Could you rescale the lines from the one with "Each instance receives exactly one keypoint. Tag the green socks" up to and including the last line, giving only those lines again, in full? Multiply every coordinate in the answers by 0.65 and round to whole numbers, halves up, and leave all other lines unchanged.

━━━ TASK INPUTS ━━━

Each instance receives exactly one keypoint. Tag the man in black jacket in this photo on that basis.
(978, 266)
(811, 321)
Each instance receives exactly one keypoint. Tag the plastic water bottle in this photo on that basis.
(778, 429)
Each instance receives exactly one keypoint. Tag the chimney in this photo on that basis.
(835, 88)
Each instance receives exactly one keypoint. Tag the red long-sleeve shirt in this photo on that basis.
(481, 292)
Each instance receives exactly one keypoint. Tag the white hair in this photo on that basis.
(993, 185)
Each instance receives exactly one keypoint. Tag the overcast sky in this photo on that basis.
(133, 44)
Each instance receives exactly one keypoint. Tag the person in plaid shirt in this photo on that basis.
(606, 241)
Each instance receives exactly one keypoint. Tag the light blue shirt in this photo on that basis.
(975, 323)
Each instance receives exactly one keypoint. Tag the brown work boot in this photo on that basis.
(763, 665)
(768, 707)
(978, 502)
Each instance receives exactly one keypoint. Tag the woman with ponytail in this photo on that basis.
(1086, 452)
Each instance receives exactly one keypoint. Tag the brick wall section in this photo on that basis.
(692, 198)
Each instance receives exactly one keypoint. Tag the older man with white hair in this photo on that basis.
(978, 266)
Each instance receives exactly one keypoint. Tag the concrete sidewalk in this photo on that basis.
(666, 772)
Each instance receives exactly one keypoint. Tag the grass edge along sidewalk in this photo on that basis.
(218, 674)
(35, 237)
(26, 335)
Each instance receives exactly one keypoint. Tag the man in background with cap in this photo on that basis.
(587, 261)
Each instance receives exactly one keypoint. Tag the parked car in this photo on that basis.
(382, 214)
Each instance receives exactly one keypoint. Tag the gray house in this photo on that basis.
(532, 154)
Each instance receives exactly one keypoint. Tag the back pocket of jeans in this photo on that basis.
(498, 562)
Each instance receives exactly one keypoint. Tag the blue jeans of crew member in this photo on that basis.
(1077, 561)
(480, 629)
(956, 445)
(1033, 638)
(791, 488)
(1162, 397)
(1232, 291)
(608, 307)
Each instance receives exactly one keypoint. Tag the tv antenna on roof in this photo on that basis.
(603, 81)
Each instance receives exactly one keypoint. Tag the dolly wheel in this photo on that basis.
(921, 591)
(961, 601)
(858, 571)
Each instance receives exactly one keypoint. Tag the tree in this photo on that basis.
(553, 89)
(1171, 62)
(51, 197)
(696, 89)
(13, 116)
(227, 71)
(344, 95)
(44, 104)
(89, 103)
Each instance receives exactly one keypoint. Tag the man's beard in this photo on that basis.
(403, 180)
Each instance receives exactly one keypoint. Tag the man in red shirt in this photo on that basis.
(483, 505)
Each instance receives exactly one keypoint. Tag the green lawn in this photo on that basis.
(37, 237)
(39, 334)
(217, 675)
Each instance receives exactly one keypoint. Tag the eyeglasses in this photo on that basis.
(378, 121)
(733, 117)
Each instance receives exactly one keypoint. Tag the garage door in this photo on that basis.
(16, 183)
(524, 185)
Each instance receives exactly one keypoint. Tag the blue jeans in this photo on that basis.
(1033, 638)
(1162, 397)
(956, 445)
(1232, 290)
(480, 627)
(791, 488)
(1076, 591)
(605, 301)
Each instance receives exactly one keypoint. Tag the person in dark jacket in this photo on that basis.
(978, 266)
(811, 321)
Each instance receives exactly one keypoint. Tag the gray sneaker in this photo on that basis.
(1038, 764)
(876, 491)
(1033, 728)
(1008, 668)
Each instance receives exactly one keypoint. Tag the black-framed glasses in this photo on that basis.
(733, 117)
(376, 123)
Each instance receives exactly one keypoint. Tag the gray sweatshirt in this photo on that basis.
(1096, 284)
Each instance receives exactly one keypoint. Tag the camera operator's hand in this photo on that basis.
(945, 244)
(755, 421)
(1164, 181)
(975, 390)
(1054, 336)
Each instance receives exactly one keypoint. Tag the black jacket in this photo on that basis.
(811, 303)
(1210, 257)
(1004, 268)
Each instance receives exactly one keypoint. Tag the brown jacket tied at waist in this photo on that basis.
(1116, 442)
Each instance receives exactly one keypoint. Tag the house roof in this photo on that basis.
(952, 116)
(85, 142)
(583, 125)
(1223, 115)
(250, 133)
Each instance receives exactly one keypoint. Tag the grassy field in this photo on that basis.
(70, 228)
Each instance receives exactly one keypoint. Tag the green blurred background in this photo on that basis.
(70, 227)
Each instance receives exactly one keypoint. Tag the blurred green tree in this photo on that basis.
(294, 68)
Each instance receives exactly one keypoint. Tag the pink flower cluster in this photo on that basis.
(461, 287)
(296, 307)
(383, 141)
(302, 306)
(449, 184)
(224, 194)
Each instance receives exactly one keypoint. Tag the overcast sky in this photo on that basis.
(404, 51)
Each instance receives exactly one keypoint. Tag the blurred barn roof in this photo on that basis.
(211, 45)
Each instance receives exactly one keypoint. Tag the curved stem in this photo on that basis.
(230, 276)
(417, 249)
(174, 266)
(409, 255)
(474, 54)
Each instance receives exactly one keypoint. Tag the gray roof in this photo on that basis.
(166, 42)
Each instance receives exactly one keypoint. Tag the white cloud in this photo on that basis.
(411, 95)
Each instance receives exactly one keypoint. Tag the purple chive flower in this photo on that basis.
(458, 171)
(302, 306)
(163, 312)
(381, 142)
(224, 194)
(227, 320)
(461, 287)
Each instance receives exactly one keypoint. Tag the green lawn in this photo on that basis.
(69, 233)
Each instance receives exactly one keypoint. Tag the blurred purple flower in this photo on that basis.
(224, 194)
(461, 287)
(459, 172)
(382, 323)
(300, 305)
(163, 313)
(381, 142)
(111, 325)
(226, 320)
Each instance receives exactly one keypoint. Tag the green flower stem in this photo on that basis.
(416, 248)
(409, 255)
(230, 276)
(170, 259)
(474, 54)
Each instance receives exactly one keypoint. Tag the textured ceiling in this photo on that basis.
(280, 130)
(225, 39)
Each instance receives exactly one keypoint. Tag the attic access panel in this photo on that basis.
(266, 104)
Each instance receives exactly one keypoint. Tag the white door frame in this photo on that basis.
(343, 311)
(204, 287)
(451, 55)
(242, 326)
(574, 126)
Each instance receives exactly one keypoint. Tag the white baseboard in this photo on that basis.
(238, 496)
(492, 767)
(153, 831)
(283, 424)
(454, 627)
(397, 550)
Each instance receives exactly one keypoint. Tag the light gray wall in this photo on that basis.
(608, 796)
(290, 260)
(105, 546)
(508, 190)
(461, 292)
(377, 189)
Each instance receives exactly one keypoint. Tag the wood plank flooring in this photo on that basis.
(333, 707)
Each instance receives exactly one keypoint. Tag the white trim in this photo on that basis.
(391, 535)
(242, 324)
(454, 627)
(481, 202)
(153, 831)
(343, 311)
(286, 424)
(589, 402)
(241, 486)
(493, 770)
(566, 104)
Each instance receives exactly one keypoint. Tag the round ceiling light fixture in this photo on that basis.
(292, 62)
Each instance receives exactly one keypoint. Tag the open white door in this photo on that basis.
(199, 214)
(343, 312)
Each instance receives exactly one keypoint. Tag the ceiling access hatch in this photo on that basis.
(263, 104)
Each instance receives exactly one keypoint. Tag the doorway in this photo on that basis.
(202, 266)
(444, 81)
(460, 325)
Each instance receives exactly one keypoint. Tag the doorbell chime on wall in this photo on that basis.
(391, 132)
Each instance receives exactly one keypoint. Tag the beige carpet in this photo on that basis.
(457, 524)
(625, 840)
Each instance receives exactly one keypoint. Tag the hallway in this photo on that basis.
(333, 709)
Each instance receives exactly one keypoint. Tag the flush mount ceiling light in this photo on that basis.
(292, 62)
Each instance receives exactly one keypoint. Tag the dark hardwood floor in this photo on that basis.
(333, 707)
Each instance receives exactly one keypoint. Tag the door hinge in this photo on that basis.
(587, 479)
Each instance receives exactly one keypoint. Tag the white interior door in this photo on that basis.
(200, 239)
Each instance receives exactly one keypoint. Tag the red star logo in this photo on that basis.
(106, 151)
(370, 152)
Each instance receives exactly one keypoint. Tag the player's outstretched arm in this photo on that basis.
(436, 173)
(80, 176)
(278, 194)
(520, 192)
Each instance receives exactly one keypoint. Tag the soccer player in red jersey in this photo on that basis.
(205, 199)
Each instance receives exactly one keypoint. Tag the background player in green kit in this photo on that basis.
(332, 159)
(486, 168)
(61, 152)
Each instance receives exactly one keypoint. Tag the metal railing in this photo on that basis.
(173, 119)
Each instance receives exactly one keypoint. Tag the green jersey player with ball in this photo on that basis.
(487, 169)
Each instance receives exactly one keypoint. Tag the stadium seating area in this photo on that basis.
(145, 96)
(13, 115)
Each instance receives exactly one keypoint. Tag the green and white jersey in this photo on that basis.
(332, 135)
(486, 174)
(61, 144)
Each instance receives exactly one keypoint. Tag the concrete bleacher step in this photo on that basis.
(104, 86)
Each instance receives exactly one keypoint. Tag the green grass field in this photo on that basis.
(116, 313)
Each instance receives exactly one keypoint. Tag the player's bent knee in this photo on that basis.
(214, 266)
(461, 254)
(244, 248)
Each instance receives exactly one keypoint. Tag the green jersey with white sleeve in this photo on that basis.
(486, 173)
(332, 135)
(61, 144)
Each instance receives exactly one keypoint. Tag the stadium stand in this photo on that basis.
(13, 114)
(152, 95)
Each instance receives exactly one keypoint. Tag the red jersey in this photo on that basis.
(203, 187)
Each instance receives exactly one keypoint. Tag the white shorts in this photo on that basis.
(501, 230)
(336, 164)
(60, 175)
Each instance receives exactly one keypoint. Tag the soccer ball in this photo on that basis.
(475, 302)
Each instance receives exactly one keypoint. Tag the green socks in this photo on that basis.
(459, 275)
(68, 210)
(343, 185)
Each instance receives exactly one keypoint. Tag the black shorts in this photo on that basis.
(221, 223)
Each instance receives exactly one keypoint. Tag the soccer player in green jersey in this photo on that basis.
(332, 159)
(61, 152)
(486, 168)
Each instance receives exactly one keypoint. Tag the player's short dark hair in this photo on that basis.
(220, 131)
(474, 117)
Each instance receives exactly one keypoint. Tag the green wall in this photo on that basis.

━━━

• REPLY:
Each instance receives exactly one keypoint. Tag the green socks in this photo on that basis.
(298, 179)
(44, 137)
(223, 120)
Each instance receives exactly one keypoint. Tag the black shorts in this photo on that basis.
(144, 145)
Each instance receives exactly one keypoint. Tag the soccer player in green jersey in this photo on that basis.
(216, 103)
(40, 99)
(316, 109)
Each instance receives exactly one keypoint. Tag the player's short dark hair in this photo on that basis.
(143, 85)
(308, 76)
Each instance receives exactly one keypoint. Tag the green wall in this photo on that basis.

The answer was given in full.